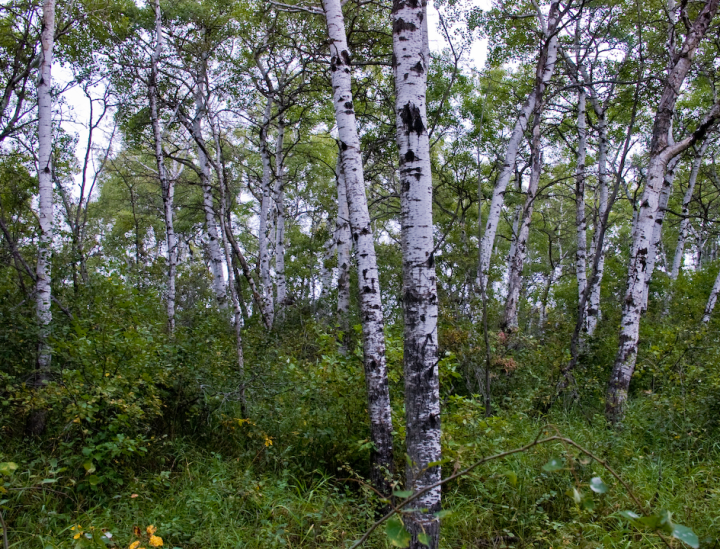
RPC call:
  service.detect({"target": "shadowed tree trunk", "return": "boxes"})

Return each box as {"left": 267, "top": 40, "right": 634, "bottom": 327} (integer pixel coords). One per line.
{"left": 335, "top": 152, "right": 351, "bottom": 347}
{"left": 392, "top": 1, "right": 441, "bottom": 547}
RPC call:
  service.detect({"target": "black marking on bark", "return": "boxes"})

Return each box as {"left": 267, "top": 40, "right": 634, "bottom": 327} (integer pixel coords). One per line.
{"left": 392, "top": 53, "right": 397, "bottom": 69}
{"left": 363, "top": 285, "right": 373, "bottom": 293}
{"left": 410, "top": 61, "right": 424, "bottom": 73}
{"left": 43, "top": 166, "right": 51, "bottom": 173}
{"left": 341, "top": 50, "right": 352, "bottom": 66}
{"left": 340, "top": 141, "right": 348, "bottom": 151}
{"left": 402, "top": 179, "right": 410, "bottom": 193}
{"left": 393, "top": 18, "right": 417, "bottom": 34}
{"left": 400, "top": 102, "right": 425, "bottom": 136}
{"left": 427, "top": 252, "right": 434, "bottom": 268}
{"left": 344, "top": 101, "right": 354, "bottom": 110}
{"left": 405, "top": 149, "right": 415, "bottom": 162}
{"left": 392, "top": 0, "right": 420, "bottom": 12}
{"left": 330, "top": 56, "right": 338, "bottom": 72}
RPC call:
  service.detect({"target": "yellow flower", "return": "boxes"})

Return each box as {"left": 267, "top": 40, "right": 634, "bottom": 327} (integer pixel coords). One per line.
{"left": 129, "top": 541, "right": 141, "bottom": 549}
{"left": 263, "top": 434, "right": 273, "bottom": 447}
{"left": 74, "top": 533, "right": 82, "bottom": 540}
{"left": 149, "top": 535, "right": 163, "bottom": 547}
{"left": 146, "top": 525, "right": 157, "bottom": 535}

--- --- ---

Prompt => Leave out the pictures and retype every line above exactly.

Completed task =>
RPC call:
  service.detect({"target": "shadowed tree trunk", "return": "boxes"})

Return each box as {"left": 267, "top": 40, "right": 634, "bottom": 327} (integer pixel coords). One per line.
{"left": 335, "top": 152, "right": 351, "bottom": 347}
{"left": 392, "top": 1, "right": 441, "bottom": 547}
RPC call:
  service.detect({"target": "black marking on bark", "return": "boxes"})

Return each box as {"left": 267, "top": 40, "right": 634, "bottom": 327} (integer pixel coords). One per line.
{"left": 392, "top": 53, "right": 397, "bottom": 69}
{"left": 363, "top": 285, "right": 373, "bottom": 293}
{"left": 410, "top": 61, "right": 424, "bottom": 73}
{"left": 43, "top": 166, "right": 51, "bottom": 173}
{"left": 341, "top": 50, "right": 352, "bottom": 66}
{"left": 340, "top": 141, "right": 348, "bottom": 151}
{"left": 402, "top": 179, "right": 410, "bottom": 193}
{"left": 393, "top": 18, "right": 417, "bottom": 34}
{"left": 400, "top": 102, "right": 425, "bottom": 136}
{"left": 427, "top": 252, "right": 434, "bottom": 268}
{"left": 344, "top": 101, "right": 354, "bottom": 110}
{"left": 405, "top": 149, "right": 415, "bottom": 162}
{"left": 392, "top": 0, "right": 420, "bottom": 12}
{"left": 330, "top": 56, "right": 338, "bottom": 72}
RPC call:
  service.detect({"target": "yellow flower", "return": "boxes"})

Return each box as {"left": 267, "top": 40, "right": 634, "bottom": 327} (integer pixel coords). One per line.
{"left": 129, "top": 541, "right": 141, "bottom": 549}
{"left": 263, "top": 434, "right": 273, "bottom": 447}
{"left": 74, "top": 533, "right": 82, "bottom": 540}
{"left": 149, "top": 535, "right": 163, "bottom": 547}
{"left": 146, "top": 525, "right": 157, "bottom": 535}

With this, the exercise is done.